▶ **Work instructions**:
Rewrite every one of the records below, substituting "The annotator" for each occurrence of "The component" and leaving everything else unaltered.

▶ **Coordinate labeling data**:
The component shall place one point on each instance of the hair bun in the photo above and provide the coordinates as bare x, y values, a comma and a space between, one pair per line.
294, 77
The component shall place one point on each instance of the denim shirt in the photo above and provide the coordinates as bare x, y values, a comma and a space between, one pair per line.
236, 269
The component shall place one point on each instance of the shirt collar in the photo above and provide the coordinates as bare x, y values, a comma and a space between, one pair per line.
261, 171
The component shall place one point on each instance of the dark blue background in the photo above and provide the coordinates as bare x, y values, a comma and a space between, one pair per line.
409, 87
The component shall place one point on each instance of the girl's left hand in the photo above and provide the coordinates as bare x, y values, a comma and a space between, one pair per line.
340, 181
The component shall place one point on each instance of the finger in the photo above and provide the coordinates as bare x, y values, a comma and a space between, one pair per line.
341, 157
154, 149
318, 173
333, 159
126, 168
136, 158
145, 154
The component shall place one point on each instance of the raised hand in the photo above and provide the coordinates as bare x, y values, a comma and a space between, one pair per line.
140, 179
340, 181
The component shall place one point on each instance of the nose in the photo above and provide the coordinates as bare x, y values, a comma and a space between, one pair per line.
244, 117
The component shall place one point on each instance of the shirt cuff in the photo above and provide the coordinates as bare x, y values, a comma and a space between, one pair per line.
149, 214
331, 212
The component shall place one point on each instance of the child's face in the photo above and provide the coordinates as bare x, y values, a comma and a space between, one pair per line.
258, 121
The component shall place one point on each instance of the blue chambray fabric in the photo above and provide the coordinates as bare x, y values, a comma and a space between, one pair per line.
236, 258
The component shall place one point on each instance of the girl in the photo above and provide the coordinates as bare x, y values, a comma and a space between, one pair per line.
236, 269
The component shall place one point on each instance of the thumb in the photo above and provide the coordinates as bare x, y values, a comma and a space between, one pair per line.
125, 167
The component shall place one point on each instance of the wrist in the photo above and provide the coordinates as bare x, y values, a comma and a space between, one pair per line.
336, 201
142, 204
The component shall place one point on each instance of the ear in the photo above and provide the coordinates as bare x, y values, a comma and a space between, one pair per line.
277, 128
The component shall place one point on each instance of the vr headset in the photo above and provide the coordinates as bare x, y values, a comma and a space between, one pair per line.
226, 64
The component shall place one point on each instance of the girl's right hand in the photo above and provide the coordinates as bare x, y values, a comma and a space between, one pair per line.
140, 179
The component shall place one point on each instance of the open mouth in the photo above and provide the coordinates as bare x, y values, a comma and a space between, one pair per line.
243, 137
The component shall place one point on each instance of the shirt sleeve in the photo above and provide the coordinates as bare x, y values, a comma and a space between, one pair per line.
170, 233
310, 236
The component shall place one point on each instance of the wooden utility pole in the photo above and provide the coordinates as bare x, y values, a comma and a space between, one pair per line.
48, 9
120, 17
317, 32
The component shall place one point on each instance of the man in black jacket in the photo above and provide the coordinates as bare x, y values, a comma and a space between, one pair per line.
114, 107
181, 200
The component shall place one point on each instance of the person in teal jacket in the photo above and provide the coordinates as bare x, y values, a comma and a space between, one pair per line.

▶ **Solution to this exercise**:
The annotator shall place one point on each instance of the hair bun in the photo above and provide the coordinates as bare x, y values, a comma and a space between, one pair per line.
294, 77
The annotator shall place one point on each instance of the denim shirt in the photo above and provide the coordinates as bare x, y values, a comma and a space between, one pair per line.
236, 269
The annotator shall place one point on each instance of the shirt collar in the photo above and provide the coordinates as bare x, y values, a comma and a space between, one pair per line.
261, 171
The annotator shall place one point on each instance of the dark blue background in the photo above and provide the coordinates as bare x, y values, a comma and a space between, one pair per line.
409, 87
The annotator shall place one point on each instance of the girl's left hand in the photo above and provide the coordinates as bare x, y values, a comma and a space between, one pair per line.
340, 181
The annotator shall place one point on each instance of the finger in the photo above and provide the coordinates as bare x, y values, a comma and a space between, one pair per line.
341, 157
154, 149
318, 173
333, 159
126, 168
136, 158
145, 154
The annotator shall place one point on each instance of the raised hand in the photo above and provide the coordinates as bare x, y values, a comma and a space between, one pair per line.
140, 179
340, 181
The annotator shall place one point on each instance of the nose in the photo above and provide the coordinates as bare x, y values, a comma and a space between, one pair per line.
244, 117
The annotator shall place one point on each instance of the shirt cuff in the photo above and provide the coordinates as bare x, y values, a comma and a space between, one pair per line.
149, 214
331, 212
The annotator shall place one point on each instance of the child's face in the photo above and provide the coordinates as bare x, y values, a comma and a space between, one pair per line.
258, 121
The annotator shall place one point on each instance of the blue chambray fabric in the photo above and provide the coordinates as bare x, y values, a comma and a space between, one pair per line.
236, 258
The annotator shall place one point on each instance of the girl in the photo above and provide the coordinates as bare x, y values, a comma and a space between, one pair per line.
236, 269
The annotator shall place one point on each instance of the thumb in the photo above and provide the coordinates as bare x, y values, a comma and a space between, one pair per line.
125, 167
The annotator shall place one point on each instance of the wrist in the photo above and provide the coordinates as bare x, y values, a comma and a space between, one pair per line.
336, 201
142, 204
The annotator shall place one point on each instance of the ear in the photo above and provide the coordinates as bare x, y values, a comma and a space between, one pair per line.
277, 128
The annotator shall place one point on each instance of the vr headset in the photo above and provide the coordinates as bare x, y values, a comma and a space between, one pair per line.
226, 64
The annotator shall place one point on each instance of the girl's right hand in the photo above and provide the coordinates as bare x, y values, a comma and a space between, one pair per line.
140, 179
The annotator shall place one point on each instance of the open mouth in the photo above and provide the coordinates as bare x, y values, a comma and a space between, one pair per line.
243, 137
The annotator shall place one point on each instance of the shirt sleeve in the photo above and provide the coordinates as bare x, y values, a comma and a space between, one pair per line.
170, 233
310, 236
The annotator shall place one point on each instance of the wooden utility pole in the photo above and provide the coordinates as bare x, y values, a comma and a space between, one pair per line.
48, 9
120, 17
317, 32
The annotator shall place one point on each instance of the man in black jacket in the photo above and provide the coordinates as bare x, y values, a comma and a space between, one pair per line.
114, 107
181, 200
The annotator shall place one point on each instance of the person in teal jacket in the photo above and provide the coordinates as bare x, y values, a comma and a space between, one pair per line.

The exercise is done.